§ Passage shown:
# # # #
Meltdown risks mental health disaster

Oct 28 2008 by Nic Paton Print This Article

Fears over job security, paying the bills or even just whether your house is going to be foreclosed are fuelling an epidemic of stress, anxiety and sleepless nights among workers on both sides of the Atlantic – and it is managers who are having to pick up the pieces.

Increased stress, anxiety and tension inside as well as outside the workplace is posing a severe challenge for managers around how best to manage people who, often through no fault of their own, may not be 100 per cent focused on the job in hand.

Nine out of 10 American workers are losing sleep over financial worries, according to a poll by Chicago-based health and wellbeing company ComPsych Corporation.

Nearly a third of those surveyed said they were worried about the cost of living, while 29 per cent said their anxiety over their credit card debt was keeping them awake at night.

For 14 per cent it was whether they would be able to meet their mortgage payment that often preoccupied them in the depths of the night.
# # # #
§ Set of tasks:
1) Reproduce part of the meltdown article word for word, beginning at the words "Increased stress, anxiety" and stopping after "job in hand.".
2) According to the ComPsych Corporation poll cited in the meltdown article, how many American workers are losing sleep over financial worries?
3) Please carry the meltdown article forward from its final sentence.

§ Entries shown:
# # # #
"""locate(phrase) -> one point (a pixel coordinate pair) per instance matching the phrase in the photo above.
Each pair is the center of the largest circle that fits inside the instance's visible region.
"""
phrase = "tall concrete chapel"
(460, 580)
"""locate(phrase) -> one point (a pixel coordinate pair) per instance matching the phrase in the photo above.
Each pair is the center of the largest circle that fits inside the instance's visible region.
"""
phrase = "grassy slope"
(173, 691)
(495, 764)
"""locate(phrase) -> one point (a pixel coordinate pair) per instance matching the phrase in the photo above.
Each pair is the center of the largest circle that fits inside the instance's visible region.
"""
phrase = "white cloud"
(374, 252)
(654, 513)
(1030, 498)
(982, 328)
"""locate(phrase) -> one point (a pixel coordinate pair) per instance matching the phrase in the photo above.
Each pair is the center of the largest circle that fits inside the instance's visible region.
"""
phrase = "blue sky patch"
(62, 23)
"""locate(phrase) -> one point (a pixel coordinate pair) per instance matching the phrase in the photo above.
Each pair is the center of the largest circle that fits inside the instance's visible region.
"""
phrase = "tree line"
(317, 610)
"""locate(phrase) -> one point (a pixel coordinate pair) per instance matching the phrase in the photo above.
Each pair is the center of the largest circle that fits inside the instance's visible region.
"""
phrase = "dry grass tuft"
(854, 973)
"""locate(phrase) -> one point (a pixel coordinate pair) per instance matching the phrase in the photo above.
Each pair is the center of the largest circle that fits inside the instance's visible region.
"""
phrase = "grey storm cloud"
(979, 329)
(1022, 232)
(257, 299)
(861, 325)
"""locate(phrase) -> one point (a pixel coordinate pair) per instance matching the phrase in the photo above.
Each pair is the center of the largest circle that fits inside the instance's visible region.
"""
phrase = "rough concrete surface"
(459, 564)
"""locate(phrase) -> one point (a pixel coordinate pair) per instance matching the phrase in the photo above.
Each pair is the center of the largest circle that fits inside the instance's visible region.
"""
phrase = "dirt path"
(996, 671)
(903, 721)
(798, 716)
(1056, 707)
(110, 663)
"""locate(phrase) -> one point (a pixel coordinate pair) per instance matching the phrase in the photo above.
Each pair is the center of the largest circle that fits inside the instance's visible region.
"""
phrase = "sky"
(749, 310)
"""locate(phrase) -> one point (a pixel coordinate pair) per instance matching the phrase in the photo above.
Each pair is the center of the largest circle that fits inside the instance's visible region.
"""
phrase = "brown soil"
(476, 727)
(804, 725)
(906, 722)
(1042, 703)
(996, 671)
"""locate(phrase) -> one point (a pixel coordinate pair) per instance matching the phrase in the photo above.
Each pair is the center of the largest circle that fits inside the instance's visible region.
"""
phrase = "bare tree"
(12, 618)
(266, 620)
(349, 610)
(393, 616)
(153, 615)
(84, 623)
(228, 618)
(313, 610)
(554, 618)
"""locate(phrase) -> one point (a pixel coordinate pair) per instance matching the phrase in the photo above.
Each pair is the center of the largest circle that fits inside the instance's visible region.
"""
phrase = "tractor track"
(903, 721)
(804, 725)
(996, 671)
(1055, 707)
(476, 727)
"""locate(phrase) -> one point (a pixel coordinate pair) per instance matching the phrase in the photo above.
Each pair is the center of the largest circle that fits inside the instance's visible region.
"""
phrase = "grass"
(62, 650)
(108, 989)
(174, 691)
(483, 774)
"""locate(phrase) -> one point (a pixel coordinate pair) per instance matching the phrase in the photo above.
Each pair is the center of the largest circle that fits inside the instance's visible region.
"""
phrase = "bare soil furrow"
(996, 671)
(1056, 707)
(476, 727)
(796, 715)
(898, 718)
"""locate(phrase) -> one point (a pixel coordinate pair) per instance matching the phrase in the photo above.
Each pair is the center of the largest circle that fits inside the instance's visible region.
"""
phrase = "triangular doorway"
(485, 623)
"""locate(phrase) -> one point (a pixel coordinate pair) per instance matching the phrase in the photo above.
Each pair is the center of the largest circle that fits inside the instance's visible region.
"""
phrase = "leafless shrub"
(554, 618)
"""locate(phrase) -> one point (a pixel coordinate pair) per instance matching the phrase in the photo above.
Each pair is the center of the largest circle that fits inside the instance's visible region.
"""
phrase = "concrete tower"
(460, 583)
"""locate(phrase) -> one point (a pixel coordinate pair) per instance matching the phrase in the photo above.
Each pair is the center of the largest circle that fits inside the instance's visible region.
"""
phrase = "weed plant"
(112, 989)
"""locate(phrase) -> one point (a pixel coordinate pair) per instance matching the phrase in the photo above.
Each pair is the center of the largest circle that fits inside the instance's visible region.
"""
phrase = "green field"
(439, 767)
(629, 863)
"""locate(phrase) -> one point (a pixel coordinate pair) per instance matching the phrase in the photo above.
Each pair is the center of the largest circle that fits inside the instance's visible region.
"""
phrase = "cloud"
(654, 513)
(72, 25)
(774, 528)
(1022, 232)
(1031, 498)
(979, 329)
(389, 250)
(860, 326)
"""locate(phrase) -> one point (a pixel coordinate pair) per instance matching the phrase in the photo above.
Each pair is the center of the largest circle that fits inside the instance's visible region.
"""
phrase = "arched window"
# # # #
§ Results:
1)
Increased stress, anxiety and tension inside as well as outside the workplace is posing a severe challenge for managers around how best to manage people who, often through no fault of their own, may not be 100 per cent focused on the job in hand.

2) Nine out of 10.

3)
It's a similar story across the Atlantic in the UK, where a poll by health insurer Bupa has found that a third of British workers are deeply concerned for their jobs, with two out of five saying levels of stress at work have increased since the financial crisis began.

Almost a quarter say they are now working longer hours in an effort to ward off the risk of losing their job.

At the same time, the UK charity Rethink has warned that rising levels of repossessions or foreclosures could lead to a "mental health disaster".

Health insurers HSA and AXA PPP have both picked up clear evidence of workers being more likely to struggle into work even when they are genuinely ill because they don't want to pick up a black mark from their employer.

In fact, HSA's Healthy Working report even found evidence of managers putting pressure on employees to continue working while off sick – often by taking calls or answering emails – and to return to work before they are fully well.

AXA PPP found that, in the past six months alone, two thirds of working people admitted to having gone to work when they would have been well within their rights to stay at home.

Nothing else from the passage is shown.